_Your assignment:_ Write what comes next in the article below on keeping athletes safe during cold-weather seasons, starting after its last sentence.

_Excerpt to read:_
= Beginning of Section =

Sports don't stop just because the weather turns cold. In fact, many outdoor teams start practice during the late winter or early spring. During these times, there are still plenty cold temperatures around. There is also plenty of risk exposure that could cause players harm or injuries. What can you do during the colder months to keep your players safe and healthy?
Risks Posed by Cold
The weather might change suddenly during the late winter and early spring. If your team will play during these times, a few health and safety risks might beckon. Among these are:
- Risk of sun exposure. Even during the winter, the sun can still cause harm. Sunburn and even heat stroke can still beckon in certain circumstances.
- Cold exposure risks. Temperatures might plummet quickly, particularly during the early morning or late afternoon. Risks of hypothermia, frostbite or more might occur if players don't have insulation.
- Dehydration risks. Even in colder temperatures, the body still needs to maintain proper fluid levels. Colder temperatures can cause dehydration.
As always, standard sports injury risks will beckon. They might include concussion, breaks and sprains, spinal injury risks and more. Always observe standard safety regulations at all times.

= End of Section =

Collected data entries
= Beginning of Section =

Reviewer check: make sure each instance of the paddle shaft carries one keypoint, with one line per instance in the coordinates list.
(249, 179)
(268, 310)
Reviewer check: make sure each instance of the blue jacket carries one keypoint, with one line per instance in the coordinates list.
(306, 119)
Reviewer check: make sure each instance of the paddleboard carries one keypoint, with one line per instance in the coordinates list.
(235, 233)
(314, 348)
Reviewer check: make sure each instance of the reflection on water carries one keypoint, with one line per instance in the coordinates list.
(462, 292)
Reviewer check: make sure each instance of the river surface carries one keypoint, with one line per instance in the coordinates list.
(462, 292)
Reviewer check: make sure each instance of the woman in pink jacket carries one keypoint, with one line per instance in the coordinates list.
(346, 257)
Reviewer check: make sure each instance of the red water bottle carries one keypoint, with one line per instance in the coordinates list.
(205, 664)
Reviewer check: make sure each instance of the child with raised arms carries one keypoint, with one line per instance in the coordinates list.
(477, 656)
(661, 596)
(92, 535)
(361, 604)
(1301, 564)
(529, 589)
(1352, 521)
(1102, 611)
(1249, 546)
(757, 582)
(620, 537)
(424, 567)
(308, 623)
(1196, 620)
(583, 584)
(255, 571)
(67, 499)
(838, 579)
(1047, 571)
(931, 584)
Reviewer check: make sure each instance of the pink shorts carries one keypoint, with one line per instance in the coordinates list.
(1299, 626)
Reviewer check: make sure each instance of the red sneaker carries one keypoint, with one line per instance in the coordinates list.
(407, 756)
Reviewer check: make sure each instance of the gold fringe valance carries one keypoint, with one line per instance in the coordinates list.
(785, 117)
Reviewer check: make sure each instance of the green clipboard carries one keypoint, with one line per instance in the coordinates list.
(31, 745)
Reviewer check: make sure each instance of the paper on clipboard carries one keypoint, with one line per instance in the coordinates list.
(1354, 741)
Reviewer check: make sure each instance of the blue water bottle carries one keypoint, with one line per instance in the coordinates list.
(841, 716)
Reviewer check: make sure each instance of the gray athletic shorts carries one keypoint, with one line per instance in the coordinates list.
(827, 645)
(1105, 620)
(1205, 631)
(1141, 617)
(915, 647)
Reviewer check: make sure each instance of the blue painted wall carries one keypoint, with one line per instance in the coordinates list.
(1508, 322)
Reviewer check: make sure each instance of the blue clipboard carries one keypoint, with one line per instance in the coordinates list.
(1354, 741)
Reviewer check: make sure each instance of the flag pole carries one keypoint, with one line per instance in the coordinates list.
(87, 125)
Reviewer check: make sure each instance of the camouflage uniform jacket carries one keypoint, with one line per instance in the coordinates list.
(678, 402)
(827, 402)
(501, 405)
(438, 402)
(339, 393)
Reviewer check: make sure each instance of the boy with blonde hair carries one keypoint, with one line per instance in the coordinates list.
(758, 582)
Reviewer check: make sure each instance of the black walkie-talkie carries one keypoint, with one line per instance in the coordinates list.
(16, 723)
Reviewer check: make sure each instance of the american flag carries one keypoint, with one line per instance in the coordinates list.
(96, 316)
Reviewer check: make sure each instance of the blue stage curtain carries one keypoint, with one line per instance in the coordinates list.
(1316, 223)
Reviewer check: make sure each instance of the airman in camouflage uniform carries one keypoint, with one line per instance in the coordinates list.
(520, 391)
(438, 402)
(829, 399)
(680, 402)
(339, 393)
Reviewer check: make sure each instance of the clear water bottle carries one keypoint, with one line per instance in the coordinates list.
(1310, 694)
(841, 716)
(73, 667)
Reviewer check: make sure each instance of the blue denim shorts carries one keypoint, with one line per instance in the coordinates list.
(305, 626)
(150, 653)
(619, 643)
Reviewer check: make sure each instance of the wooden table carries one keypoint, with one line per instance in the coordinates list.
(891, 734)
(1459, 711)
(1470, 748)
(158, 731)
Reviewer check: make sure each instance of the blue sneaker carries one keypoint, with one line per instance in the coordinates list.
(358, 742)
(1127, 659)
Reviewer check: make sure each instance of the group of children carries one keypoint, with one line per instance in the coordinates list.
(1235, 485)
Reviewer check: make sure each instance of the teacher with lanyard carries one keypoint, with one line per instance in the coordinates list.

= End of Section =

_Result:_
What Can You Do About It?
During the winter, you'll have to probably take a few safety precautions to keep your team safe. Generally, these relate to the exposure risks players face in colder environments.
- Insulation is key. Players should wear weather- and temperature-appropriate clothing. For example, insulated undergarments, head covers and eyewear might all become added necessities.
- Sunburn is not just a summertime risk. If the sun is out, make sure players use sunscreen.
- Require hydration with either water or electrolyte-rich beverages. In some cases, you can even provide hot drinks for players.
- Provide warming materials, as appropriate. You might provide blankets, portable heaters or even heating packs for players.
- If players begin to show signs of hypothermia, help them immediately. Remove them from the field. Move them to a warm area, and add insulation to help them warm up. Your goal should be to gradually warm the affected person, rather than provide an immediate burst of heat. Signs of hypothermia might include shivering, chattering teeth, faintness, a low pulse and discoloration of the skin.
If someone does get hurt in the course of play, your sports liability or medical insurance might help you assist the patient. However, it's your priority to prevent such problems in the first place. Don't hesitate to safeguard your team in every possible way.